» **Text excerpt**:
* begin *

Skip to content

RHO: Robust Holistic OSM-Based Metric Cross-View Geo-Localization

Conference: CVPR 2026
arXiv: 2603.27758
Code: https://github.com/InSAI-Lab/RHO
Area: Remote Sensing / Visual Localization
Keywords: Cross-View Geo-Localization, OpenStreetMap, Panorama, Robustness, BEV

TL;DR

This work presents CV-RHO, the first OSM-based metric-level cross-view localization benchmark targeting adverse weather and sensor noise (2.7M+ images). A dual-branch Pin-Pan architecture model, RHO, is proposed, incorporating Split-Undistort-Merge (SUM) and Position-Orientation Fusion (POF) mechanisms, achieving up to a 20% improvement in localization performance under various degradation conditions.

Background & Motivation

Cross-View Geo-Localization (CVGL) is a fundamental task in computer vision, categorized into large-scale retrieval (LCVGL) and metric-level fine-grained localization (MCVGL). MCVGL identifies meter-level position and orientation starting from coarse GPS priors by matching ground-to-satellite images, which holds significant value for autonomous driving and remote sensing.

However, existing research faces three key limitations:

Lack of Robustness: Current MCVGL methods predominantly assume ideal lighting and weather conditions. In real-world scenarios, degradations such as rain, snow, fog, and nighttime are common. Experiments show that OrienterNet trained on ideal conditions suffers a sharp drop in Position Recall under degraded conditions (average -8.22%@1m).

Underutilization of Panoramic Information: Compared to pinhole images, 360° panoramas provide richer visual information beneficial for position and orientation estimation. However, direct panoramic input introduces severe distortion issues.

Underutilized OSM Advantages: Compared to satellite imagery, OpenStreetMap is updated more frequently and has storage overhead only 1/15th of satellite maps (4.8MB/km² vs 75MB/km²). Yet, no large-scale OSM-MCVGL robustness benchmark currently exists.

* end *

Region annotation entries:
* begin *

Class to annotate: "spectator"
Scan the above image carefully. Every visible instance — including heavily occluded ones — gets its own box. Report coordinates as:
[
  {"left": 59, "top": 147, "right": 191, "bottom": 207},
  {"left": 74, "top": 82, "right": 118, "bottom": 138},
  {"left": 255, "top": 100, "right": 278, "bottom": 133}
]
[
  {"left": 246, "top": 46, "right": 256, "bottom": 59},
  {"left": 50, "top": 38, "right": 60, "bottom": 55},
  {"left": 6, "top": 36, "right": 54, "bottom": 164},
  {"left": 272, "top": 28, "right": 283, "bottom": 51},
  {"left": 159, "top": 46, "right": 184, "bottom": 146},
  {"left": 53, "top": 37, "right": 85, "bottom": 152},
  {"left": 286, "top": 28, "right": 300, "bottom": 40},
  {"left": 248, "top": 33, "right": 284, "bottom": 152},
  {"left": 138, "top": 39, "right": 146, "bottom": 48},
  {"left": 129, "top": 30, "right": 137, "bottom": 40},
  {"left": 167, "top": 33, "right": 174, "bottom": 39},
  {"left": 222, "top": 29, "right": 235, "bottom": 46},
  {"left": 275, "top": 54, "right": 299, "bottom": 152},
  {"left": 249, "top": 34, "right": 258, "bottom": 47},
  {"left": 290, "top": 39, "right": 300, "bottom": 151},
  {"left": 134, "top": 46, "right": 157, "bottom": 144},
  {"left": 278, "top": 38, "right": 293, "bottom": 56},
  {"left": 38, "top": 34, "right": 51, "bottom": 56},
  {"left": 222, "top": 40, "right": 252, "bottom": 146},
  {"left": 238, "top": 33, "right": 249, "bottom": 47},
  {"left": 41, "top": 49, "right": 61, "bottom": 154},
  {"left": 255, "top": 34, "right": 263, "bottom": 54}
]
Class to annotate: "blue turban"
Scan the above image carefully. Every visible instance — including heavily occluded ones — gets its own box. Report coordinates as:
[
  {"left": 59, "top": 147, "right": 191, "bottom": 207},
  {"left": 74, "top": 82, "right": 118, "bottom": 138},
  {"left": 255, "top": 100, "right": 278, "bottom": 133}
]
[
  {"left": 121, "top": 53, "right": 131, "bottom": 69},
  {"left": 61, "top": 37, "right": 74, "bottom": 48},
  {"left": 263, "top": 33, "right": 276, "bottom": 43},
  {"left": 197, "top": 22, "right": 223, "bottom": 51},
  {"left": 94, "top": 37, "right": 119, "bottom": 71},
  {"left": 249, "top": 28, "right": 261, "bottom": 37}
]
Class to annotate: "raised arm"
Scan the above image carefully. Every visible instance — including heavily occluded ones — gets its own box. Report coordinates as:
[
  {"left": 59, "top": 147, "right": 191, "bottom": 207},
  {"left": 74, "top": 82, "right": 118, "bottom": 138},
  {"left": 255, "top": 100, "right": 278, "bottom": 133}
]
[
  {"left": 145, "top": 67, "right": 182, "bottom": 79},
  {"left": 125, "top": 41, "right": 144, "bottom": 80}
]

* end *

» **Exercises to complete**:
a. Reproduce the part of the RHO overview between "Skip to content" and "various degradation conditions.", inclusive.
b. Answer these questions using the RHO overview:
(i) At which conference is the work listed?
(ii) How many images does the CV-RHO benchmark contain?
(iii) What per-square-kilometer storage figures are given for OpenStreetMap and for satellite maps?
c. Translate this sentence from the RHO overview into Spanish: "However, direct panoramic input introduces severe distortion issues."
The entries are separate material, apart from the RHO overview.

» **Task responses**:
a.
Skip to content

RHO: Robust Holistic OSM-Based Metric Cross-View Geo-Localization

Conference: CVPR 2026
arXiv: 2603.27758
Code: https://github.com/InSAI-Lab/RHO
Area: Remote Sensing / Visual Localization
Keywords: Cross-View Geo-Localization, OpenStreetMap, Panorama, Robustness, BEV

TL;DR

This work presents CV-RHO, the first OSM-based metric-level cross-view localization benchmark targeting adverse weather and sensor noise (2.7M+ images). A dual-branch Pin-Pan architecture model, RHO, is proposed, incorporating Split-Undistort-Merge (SUM) and Position-Orientation Fusion (POF) mechanisms, achieving up to a 20% improvement in localization performance under various degradation conditions.

b.
(i) CVPR 2026
(ii) More than 2.7 million images (2.7M+)
(iii) 4.8MB/km² for OpenStreetMap and 75MB/km² for satellite maps

c. Sin embargo, la entrada panorámica directa introduce graves problemas de distorsión.